### Provided information
--------------------------------

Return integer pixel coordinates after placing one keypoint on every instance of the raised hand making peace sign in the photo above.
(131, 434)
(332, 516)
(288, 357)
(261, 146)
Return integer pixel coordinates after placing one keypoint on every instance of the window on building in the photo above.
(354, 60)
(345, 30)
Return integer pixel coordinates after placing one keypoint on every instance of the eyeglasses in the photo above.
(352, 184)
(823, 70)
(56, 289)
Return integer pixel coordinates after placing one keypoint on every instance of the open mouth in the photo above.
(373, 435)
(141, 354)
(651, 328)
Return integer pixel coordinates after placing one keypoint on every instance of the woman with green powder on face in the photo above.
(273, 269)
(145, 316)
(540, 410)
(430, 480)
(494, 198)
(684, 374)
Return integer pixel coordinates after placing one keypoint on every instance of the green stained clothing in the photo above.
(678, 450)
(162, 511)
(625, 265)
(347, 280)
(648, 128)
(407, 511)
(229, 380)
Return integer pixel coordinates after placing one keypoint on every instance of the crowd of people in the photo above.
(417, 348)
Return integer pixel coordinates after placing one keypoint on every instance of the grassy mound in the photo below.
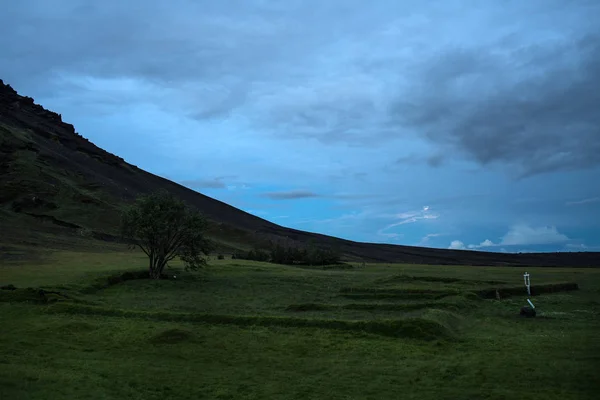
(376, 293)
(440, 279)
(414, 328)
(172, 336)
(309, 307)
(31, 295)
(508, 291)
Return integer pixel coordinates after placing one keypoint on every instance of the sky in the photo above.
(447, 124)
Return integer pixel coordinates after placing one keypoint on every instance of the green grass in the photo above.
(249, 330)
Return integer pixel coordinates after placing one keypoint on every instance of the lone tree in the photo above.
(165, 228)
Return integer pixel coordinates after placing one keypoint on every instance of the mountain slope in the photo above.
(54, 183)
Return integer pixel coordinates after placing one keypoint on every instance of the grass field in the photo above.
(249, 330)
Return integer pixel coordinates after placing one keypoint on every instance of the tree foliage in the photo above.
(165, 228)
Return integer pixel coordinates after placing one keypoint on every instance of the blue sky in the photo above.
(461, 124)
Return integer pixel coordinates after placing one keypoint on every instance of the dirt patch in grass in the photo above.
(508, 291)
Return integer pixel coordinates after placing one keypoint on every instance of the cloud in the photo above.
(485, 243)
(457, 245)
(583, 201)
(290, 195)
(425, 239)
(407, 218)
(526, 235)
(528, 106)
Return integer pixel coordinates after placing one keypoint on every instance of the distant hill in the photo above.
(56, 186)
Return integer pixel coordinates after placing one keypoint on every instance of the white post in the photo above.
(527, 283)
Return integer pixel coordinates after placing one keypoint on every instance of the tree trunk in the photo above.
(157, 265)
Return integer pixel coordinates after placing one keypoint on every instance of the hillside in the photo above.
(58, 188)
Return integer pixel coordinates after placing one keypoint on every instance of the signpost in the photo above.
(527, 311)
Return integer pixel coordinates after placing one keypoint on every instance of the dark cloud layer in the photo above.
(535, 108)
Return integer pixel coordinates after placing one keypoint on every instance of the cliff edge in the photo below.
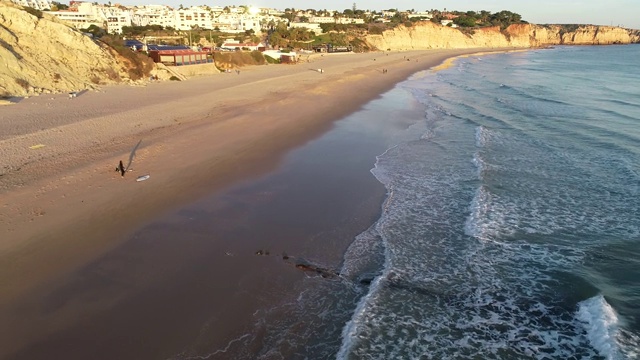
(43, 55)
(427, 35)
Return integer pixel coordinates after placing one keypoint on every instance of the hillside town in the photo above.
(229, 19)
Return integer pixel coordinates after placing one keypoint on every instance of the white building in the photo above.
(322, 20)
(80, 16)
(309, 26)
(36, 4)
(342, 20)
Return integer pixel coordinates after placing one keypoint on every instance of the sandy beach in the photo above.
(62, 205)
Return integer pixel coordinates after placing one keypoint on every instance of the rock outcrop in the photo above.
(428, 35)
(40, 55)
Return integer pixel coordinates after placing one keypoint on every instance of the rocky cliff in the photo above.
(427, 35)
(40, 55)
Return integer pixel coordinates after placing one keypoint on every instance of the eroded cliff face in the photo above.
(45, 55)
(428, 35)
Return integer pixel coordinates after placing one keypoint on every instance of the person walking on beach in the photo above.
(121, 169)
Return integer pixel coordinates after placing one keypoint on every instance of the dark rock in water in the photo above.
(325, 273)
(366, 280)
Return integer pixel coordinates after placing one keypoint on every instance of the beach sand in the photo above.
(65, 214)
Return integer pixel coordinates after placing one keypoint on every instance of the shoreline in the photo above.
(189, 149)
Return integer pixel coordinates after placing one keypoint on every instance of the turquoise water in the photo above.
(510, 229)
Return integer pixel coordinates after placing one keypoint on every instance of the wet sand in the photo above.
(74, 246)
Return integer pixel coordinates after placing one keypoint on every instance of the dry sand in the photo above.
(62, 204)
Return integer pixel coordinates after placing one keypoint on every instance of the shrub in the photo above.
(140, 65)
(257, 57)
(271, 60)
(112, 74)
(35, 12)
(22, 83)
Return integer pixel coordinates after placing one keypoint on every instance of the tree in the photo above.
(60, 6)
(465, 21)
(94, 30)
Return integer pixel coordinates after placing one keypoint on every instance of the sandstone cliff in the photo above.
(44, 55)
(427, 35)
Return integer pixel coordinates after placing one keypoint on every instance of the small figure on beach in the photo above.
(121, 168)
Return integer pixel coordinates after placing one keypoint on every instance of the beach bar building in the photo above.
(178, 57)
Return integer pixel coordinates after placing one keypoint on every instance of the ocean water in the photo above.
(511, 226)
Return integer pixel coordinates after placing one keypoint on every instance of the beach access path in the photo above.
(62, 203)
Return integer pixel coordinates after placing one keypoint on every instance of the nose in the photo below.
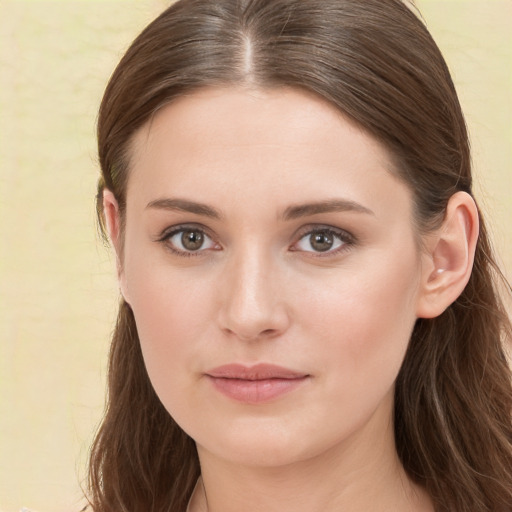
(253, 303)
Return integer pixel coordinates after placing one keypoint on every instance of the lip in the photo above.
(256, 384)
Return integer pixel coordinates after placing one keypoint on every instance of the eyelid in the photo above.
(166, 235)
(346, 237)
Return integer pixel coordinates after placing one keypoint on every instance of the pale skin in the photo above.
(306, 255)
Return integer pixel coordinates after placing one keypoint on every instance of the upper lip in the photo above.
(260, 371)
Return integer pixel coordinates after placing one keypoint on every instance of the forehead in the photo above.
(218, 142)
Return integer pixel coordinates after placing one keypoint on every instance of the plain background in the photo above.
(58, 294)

--------------------------------

### What is expected
Reproduce the stretch of records from the line containing "nose in the photo below." through the end of the records, requests included, adding 59 to every number in the keypoint coordinates. Leave the pictures out of your answer.

### Expected output
Return integer pixel coordinates after placing one keypoint on every instance of the nose in the photo below.
(312, 362)
Return integer pixel coordinates after placing one keypoint on every instance of the lip in the photo above.
(315, 443)
Return integer pixel coordinates after placing one keypoint on every instance of the eyelid in the photo above.
(225, 294)
(405, 296)
Return integer pixel coordinates after placing one keypoint on every instance of the pale skin in the photo above.
(365, 314)
Return integer pixel coordinates after placing one keypoint on every instance of the upper lip in the photo above.
(319, 430)
Return integer pixel coordinates after placing one keypoint on every instance of the forehead in the photo above.
(277, 201)
Return integer pixel coordinates after placing one keypoint on every instance of the plain background in the photo above.
(117, 353)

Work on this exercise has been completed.